--- START OF Dataset ---

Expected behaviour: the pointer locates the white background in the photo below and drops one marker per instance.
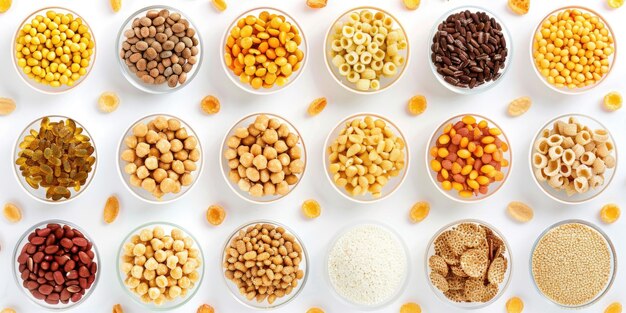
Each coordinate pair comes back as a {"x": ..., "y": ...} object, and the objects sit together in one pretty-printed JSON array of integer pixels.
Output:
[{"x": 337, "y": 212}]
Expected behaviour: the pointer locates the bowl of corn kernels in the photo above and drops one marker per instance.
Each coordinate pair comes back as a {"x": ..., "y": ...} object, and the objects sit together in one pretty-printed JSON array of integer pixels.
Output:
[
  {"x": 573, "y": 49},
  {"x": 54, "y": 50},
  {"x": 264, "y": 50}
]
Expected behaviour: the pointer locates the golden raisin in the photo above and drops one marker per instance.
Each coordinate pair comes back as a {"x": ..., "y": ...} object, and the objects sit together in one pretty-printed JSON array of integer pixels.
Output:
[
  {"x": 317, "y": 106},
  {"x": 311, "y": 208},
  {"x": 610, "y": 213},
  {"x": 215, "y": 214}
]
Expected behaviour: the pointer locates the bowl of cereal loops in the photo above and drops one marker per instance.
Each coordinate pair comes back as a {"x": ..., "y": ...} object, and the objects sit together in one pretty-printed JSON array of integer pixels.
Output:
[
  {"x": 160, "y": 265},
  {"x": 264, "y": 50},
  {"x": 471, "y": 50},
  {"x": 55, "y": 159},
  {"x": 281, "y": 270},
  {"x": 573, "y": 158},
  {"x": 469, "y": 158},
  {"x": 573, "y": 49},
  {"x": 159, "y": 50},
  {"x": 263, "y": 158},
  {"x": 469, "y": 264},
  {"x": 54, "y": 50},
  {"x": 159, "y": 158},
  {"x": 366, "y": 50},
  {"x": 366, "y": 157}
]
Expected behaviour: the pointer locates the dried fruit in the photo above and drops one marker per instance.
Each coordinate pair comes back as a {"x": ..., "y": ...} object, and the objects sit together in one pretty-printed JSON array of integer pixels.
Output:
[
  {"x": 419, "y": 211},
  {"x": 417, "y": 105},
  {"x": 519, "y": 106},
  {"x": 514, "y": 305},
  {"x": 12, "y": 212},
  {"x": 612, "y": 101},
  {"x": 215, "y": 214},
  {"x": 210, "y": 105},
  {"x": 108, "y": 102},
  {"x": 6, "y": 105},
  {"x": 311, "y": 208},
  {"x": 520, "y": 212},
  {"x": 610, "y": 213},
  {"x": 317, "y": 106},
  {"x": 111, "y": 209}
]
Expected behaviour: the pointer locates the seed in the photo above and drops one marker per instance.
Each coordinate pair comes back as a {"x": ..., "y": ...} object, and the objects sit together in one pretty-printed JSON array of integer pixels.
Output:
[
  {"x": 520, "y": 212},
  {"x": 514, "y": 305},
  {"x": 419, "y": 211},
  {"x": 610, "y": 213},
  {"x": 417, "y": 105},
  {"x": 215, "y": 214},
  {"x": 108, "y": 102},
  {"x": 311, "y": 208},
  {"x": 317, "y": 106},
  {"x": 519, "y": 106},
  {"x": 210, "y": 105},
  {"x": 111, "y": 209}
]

--- END OF Dataset ---
--- START OF Dataset ---

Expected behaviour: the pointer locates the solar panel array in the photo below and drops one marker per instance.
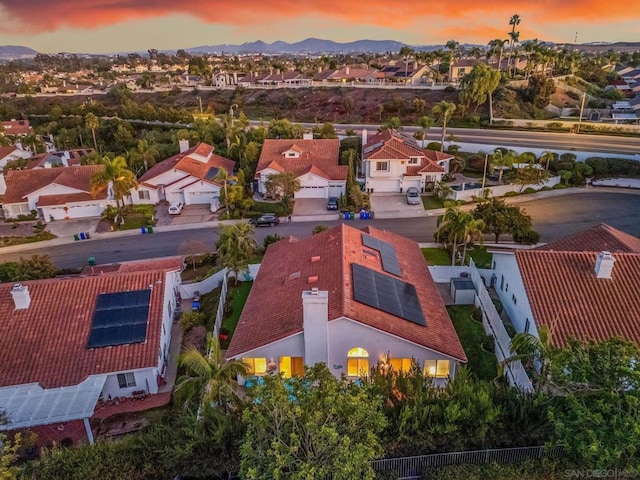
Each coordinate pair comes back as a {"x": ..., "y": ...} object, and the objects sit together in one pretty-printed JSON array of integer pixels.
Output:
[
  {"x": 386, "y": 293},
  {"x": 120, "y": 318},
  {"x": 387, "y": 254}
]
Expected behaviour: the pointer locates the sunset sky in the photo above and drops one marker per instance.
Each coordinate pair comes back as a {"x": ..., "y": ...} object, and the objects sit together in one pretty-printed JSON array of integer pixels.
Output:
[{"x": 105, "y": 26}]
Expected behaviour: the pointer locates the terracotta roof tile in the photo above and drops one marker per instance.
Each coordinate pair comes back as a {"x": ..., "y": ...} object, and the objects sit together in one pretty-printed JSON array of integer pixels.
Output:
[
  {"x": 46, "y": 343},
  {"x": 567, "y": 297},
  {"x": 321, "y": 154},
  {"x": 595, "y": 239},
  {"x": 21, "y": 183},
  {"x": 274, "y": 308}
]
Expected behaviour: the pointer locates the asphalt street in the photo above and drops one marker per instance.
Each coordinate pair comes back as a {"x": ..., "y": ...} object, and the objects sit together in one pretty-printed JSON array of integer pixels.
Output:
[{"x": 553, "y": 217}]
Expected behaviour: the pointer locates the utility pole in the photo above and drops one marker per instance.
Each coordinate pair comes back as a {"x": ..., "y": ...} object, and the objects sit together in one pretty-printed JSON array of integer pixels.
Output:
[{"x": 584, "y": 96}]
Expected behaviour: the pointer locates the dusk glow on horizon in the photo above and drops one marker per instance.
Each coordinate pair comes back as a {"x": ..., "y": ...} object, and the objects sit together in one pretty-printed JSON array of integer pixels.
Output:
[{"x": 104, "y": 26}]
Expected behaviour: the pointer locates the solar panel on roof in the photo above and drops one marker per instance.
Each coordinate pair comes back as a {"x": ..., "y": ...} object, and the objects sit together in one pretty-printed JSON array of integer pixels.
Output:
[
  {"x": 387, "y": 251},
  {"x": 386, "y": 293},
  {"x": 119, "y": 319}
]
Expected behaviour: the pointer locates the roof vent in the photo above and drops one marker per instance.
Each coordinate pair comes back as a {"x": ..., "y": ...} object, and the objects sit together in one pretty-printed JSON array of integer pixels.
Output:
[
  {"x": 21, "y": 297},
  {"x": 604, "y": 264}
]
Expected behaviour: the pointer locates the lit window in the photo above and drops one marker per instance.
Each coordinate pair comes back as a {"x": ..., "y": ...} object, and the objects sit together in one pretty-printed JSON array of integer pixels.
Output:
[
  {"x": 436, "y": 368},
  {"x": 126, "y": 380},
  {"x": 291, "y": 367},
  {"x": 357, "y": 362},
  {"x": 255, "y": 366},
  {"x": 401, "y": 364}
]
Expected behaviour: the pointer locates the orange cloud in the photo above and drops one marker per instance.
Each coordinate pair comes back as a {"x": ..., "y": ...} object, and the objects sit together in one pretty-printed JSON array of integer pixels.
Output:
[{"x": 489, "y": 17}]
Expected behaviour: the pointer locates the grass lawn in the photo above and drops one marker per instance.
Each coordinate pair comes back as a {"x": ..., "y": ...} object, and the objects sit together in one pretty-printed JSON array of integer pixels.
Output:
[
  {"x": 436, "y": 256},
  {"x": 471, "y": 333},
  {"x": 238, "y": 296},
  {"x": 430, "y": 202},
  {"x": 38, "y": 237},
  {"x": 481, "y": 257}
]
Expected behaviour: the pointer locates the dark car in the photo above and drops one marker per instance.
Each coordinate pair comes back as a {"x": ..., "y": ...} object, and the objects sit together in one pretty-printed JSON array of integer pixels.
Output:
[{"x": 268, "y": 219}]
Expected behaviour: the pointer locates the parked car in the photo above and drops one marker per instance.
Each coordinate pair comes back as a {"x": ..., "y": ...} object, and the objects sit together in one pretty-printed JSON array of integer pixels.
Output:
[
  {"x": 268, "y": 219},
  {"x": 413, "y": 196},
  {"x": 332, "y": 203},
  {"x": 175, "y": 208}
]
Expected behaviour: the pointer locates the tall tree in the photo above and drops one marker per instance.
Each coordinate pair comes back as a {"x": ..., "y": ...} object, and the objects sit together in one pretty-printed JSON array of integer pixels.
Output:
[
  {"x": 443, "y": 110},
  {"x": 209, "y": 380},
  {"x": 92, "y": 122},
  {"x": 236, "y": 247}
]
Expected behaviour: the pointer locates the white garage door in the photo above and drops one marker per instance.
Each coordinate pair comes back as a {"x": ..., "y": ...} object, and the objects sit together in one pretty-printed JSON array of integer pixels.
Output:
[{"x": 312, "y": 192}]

--- END OF Dataset ---
--- START OF Dataset ---

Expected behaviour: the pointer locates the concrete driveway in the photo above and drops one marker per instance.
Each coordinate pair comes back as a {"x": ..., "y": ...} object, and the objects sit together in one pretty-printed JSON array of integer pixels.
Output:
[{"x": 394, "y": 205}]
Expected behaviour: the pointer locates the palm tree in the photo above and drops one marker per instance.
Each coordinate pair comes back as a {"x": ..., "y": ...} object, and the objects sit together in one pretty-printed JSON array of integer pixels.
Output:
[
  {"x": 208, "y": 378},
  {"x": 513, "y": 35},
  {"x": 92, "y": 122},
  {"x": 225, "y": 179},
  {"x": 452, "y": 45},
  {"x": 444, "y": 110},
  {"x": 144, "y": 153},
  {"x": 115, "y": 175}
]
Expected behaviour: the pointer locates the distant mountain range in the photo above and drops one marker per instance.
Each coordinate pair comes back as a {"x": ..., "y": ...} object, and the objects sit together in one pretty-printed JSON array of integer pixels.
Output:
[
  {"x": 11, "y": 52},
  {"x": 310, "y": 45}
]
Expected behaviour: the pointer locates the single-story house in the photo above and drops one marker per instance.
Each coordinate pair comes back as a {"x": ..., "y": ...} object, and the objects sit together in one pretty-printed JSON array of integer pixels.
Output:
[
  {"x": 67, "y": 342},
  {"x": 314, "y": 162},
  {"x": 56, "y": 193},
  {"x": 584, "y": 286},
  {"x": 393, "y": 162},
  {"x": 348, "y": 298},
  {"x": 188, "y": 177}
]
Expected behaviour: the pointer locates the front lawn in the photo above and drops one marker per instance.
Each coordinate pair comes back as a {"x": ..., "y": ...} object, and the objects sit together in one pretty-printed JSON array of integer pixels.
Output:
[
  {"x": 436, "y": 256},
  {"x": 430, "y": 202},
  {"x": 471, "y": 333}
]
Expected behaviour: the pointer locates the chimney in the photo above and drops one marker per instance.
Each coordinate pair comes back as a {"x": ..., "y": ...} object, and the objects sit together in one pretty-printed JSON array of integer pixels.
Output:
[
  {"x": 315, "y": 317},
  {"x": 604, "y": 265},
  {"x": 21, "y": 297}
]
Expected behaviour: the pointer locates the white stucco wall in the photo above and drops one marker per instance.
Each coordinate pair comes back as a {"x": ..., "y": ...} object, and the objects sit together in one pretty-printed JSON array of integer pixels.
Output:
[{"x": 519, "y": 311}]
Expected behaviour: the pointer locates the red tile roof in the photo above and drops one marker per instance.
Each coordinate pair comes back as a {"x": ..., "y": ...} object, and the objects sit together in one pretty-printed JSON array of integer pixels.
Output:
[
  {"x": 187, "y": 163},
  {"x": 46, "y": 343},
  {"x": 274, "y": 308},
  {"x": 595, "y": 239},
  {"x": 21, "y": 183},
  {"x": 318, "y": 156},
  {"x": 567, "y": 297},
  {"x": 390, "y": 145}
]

--- END OF Dataset ---

◆ What is required
Report every line of the records above that contains the word "panel", copying each line in full. Case counts.

◆ Exercise solution
Expected behaviour: the pointer locates the solar panel array in the photo below and drops one marker per instance.
Expected behaviour: the pointer locates the solar panel on roof in the photo above and drops one marker per instance.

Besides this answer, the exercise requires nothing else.